### Source text
------------------------------------
My novel, "Zeppelins Over Denver," took me ten years to write, revise, and find a publisher. My critique group guided me along the way. I got an M.F.A. in creative writing. My CSU profs and fellow student writers were terrific and brutal. I was on a mission from God, as the Blues Brothers put so well. How else to describe it? In the end, though, that's what it takes., You have to possess a missionary zeal to do this. You have to write and quit writing and write more and despair and then write more. In the end, I finished a found an iconoclastic press in Detroit run by a friend, poet/prof/performer M.L. Liebler.

The Ridgeway Press of Michigan publishes books that others don't and I'm one of them. Thank you Ridgeway and M.L He's published tons of books of poetry and essays. His most recent is a memoir with this title: "Hound Dog: A Memoir of Rock, Revolution, and Redemption" from University of Wisconsin Stevens Point's Cornerstone Press. Did you know that university presses publish many wonderful books? Go buy one today. 

Meanwhile, if you're interested in my book, you will have to go to Amazon and look me up on my author page at http://amazon.com/author/michaeltshay. I am at work on an author's page on BookBub which should be the place to go once I'm finished with the design.
------------------------------------
### Required work
1. In the text about writing the novel, how would you put the sentence "My critique group guided me along the way." into Spanish?
2. Could you repeat word for word the part of the text about writing the novel that opens with the words "The Ridgeway Press" and closes with "buy one today."?
------------------------------------
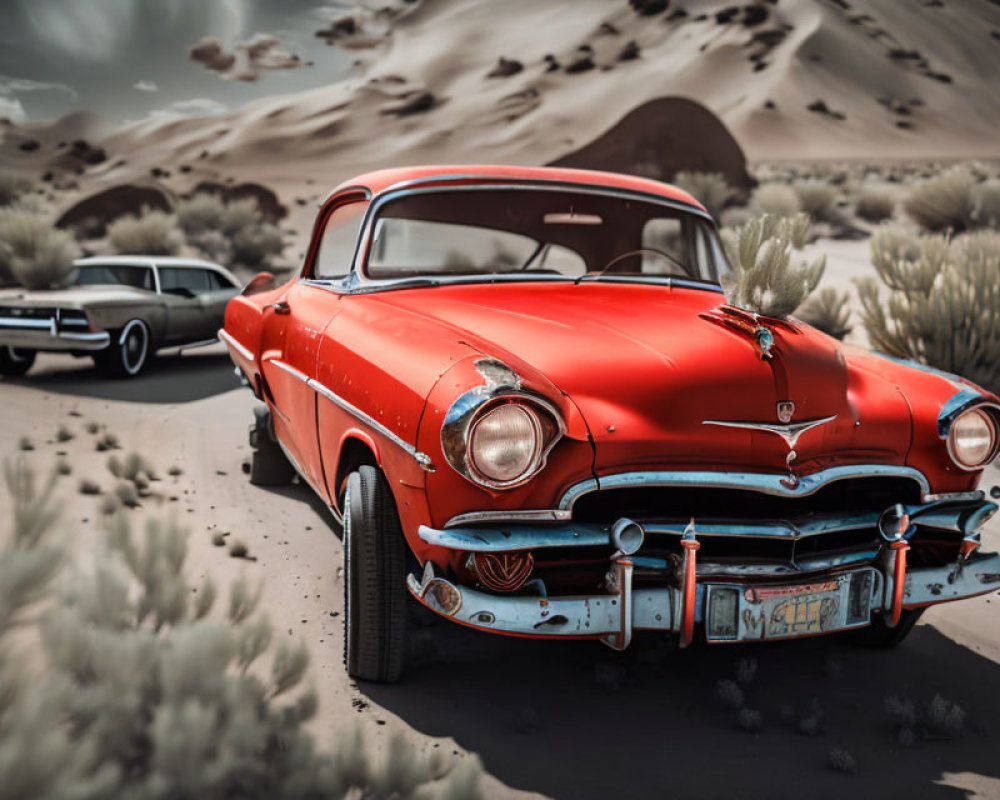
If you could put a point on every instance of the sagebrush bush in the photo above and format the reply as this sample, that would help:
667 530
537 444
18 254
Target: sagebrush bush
776 199
763 279
987 203
827 310
12 188
199 213
151 233
151 690
944 202
33 253
816 198
942 302
710 188
875 203
255 246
------------------------------------
### Written responses
1. Mi grupo de crítica me guio a lo largo del camino.

2.
The Ridgeway Press of Michigan publishes books that others don't and I'm one of them. Thank you Ridgeway and M.L He's published tons of books of poetry and essays. His most recent is a memoir with this title: "Hound Dog: A Memoir of Rock, Revolution, and Redemption" from University of Wisconsin Stevens Point's Cornerstone Press. Did you know that university presses publish many wonderful books? Go buy one today.